Ticker

6/recent/ticker-posts

Isra Mikraj dan Ruang Publik Digital

PADA suatu malam sunyi, di tanggal 27 Rajab, setahun sebelum hijrah, Nabi Muhammad menempuh perjalanan suci yang belum pernah dilakukan manusia lainnya. Bermula ketika beliau mengunjungi Ka’bah, hingga mengantuk dan terlelap, datanglah Jibril dengan mengendarai Buraq, seekor kuda putih bersayap dari surga. Jibril membangunkan sang rasul dan mengajaknya pergi menembus ruang dan waktu, melintasi dimensi lain, untuk berdialog dengan Tuhan.

Perjalanan tersebut dalam khazanah Islam disebut sebagai peristiwa Isra Mikraj. Yaitu perjalanan Rasulullah dari Masjidil Haram menuju Masjidil Aqsa', dilanjutkan dengan naik ke Sidratul Muntaha yang ditempuh dalam waktu satu malam dengan mengendarai Buraq yang kecepatannya melebihi gerakan cahaya. Di Sidaratul Muntaha inilah Nabi Muhammad mencapai puncak kenikmatan spiritual karena dapat berhadapan langsung dengan Allah tanpa perantara.

Pada dasarnya Isra Mikraj menjadi peristiwa penting yang tidak hanya ditujukan bagi nabi, melainkan juga seluruh umat Islam. Pasalnya berasal dari momen inilah umat Islam mendapatkan kewajiban menjalankan syariat salat. Dari yang awalnya dibebankan 50 kali hingga menjadi lima kali dalam sehari. Bagi umat Islam, salat menjadi bentuk kesadaran penuh akan keterbatasan kemampuan manusia, oleh sebab itu ia membutuhkan pertolongan Sang Pencipta.

Baca Juga: Tantangan Dakwah di Era Kemajuan Teknologi

Isra Mikraj yang sudah berlalu lebih dari 14 abad ini menjadi momen yang dinantikan umat Islam di seluruh dunia, tidak terkecuali di Indonesia. Adapun berdasarkan SKB 3 Menteri, waktu peringatan Isra Mikraj jatuh pada 28 Februari 2022. Sementara itu, ormas Islam Nahdatul Ulama menetapkan 27 Rajab jatuh pada 1 Maret 2022. Dalam momen ini, masyarakat Indonesia biasa memperingatinya dengan beraneka ragam kegiatan sosial-keagamaan, seperti tradisi-tradisi yang kental akan unsur kearifan lokal. 

Peringatan Isra Mikraj Nabi Muhammad sejatinya merupakan momen penting sebagai refleksi bersama tentang urgensi mempelajari sejarah dan perjuangan kekasih Allah tersebut. Yakni dengan menjadikan sosok dan karakter nabi sebagai cerminan dalam menjalani proses kehidupan di dunia. Sehingga dapat memotivasi umat Islam untuk berusaha dan berlomba-lomba menjadi manusia yang unggul secara intelektual, spiritual, maupun sosial.

- **TUGAS TERTULIS**
Cetak ulang dengan persis bagian teks tentang Isra Mikraj di atas, antara "PADA suatu malam" dan "berdialog dengan Tuhan.", termasuk kedua bagian itu.

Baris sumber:
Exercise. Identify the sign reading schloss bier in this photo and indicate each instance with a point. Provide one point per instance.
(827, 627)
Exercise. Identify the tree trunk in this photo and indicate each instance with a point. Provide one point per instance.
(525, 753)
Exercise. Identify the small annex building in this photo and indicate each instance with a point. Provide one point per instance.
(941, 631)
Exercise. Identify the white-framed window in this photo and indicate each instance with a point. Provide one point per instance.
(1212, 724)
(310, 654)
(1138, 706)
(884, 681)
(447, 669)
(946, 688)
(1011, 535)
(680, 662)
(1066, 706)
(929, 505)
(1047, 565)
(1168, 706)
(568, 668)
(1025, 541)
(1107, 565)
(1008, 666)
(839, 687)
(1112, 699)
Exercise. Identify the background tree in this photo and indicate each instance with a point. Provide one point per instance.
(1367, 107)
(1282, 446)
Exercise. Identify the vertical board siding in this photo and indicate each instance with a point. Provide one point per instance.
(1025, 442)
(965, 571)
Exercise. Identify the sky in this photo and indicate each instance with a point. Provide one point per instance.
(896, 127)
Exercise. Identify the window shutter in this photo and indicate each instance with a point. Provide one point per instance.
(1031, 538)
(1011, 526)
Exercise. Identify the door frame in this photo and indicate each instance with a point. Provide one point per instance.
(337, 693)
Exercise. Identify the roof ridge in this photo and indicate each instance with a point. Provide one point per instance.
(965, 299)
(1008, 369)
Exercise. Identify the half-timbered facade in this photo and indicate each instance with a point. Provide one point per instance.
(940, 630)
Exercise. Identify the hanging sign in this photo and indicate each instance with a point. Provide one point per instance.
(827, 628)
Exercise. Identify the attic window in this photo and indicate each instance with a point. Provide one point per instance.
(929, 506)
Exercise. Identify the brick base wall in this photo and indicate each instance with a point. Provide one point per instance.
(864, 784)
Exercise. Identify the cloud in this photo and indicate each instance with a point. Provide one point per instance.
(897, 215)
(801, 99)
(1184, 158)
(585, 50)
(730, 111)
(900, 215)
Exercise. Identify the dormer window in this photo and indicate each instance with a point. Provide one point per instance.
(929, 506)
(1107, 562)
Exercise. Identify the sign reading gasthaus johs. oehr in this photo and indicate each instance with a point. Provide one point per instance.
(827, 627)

- **JAWABAN TERTULIS**
PADA suatu malam sunyi, di tanggal 27 Rajab, setahun sebelum hijrah, Nabi Muhammad menempuh perjalanan suci yang belum pernah dilakukan manusia lainnya. Bermula ketika beliau mengunjungi Ka’bah, hingga mengantuk dan terlelap, datanglah Jibril dengan mengendarai Buraq, seekor kuda putih bersayap dari surga. Jibril membangunkan sang rasul dan mengajaknya pergi menembus ruang dan waktu, melintasi dimensi lain, untuk berdialog dengan Tuhan.